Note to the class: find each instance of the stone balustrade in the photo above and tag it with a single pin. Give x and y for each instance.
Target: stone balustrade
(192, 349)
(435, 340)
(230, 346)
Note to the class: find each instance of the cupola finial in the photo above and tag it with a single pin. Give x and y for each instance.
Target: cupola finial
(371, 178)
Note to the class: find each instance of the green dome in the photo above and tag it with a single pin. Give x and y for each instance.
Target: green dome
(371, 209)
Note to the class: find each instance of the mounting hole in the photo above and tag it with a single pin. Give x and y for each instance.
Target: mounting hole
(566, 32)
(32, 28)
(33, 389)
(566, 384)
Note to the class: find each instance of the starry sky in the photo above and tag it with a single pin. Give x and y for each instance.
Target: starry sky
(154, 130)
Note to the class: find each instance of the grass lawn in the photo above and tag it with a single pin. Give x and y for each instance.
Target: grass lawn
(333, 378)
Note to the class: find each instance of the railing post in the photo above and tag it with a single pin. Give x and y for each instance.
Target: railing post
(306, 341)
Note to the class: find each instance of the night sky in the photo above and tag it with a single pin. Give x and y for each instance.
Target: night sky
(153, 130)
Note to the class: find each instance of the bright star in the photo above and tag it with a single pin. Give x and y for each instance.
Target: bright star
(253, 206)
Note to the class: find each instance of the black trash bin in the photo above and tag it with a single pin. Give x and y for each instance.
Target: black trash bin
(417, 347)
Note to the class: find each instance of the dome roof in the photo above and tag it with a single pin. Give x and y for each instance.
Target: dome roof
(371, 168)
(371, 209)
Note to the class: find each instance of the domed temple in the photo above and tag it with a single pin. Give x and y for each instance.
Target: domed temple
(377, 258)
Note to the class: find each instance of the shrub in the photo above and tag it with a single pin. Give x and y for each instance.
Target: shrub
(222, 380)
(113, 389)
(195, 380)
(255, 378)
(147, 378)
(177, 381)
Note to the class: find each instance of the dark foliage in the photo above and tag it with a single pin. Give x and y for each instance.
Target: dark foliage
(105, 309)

--*--

Written problem -
Copy every row above word for word, changing nothing.

Reply -
Note to the class: find each instance of the stone balustrade in the photo above and tag it with a single pin. Give x and y for each instance.
Target: stone balustrade
(192, 349)
(435, 340)
(230, 346)
Note to the class: find each instance of the cupola finial in the photo above and tag it with a single pin. Give x and y for each instance.
Target: cupola finial
(371, 178)
Note to the class: find each instance of the green dome in the photo above and tag it with a single pin. Give x and y for each instance.
Target: green dome
(371, 209)
Note to the class: find each instance of the mounting hole in the photo above and tag it with a single pin. Give x and y for each instance.
Target: mounting hole
(566, 32)
(32, 28)
(33, 389)
(566, 384)
Note to the class: find each instance of the starry sky in the photo above and tag it with a single pin. Give x and y for each instance.
Target: starry sky
(154, 130)
Note to the class: find each instance of the grass lawn in the photo above and tag it with a single pin. Give x and y for each instance.
Target: grass lawn
(333, 378)
Note to the class: find each instance of the railing post in the photo above and tag it with a single pin. Give x and y for each instance.
Target: railing post
(306, 341)
Note to the class: find each instance of the night sky in the photo above and tag it with a single pin. Give x and y for each instance.
Target: night sky
(153, 130)
Note to the class: find each instance of the bright star in the photo above and tag it with a single pin. Give x and y for each instance.
Target: bright star
(253, 206)
Note to the class: find each instance of the black trash bin in the photo above and tag it with a single pin. Give x and y for each instance.
Target: black trash bin
(417, 347)
Note to the class: find each instance of the dome roof in the photo above and tag it with a single pin. Give x and y for each instance.
Target: dome roof
(371, 168)
(371, 209)
Note to the class: find each instance of the domed temple in the photo above and tag it with a single pin. Give x and y for each instance.
Target: domed temple
(377, 258)
Note to the class: find each instance of the shrub in the photo above and tag it with a single pin. Give x and y for each instance.
Target: shrub
(222, 380)
(113, 389)
(195, 380)
(255, 378)
(147, 378)
(177, 381)
Note to the class: find each instance of the dark foliage in the photo above and tag it with a single pin. Give x and y for each instance.
Target: dark foliage
(105, 309)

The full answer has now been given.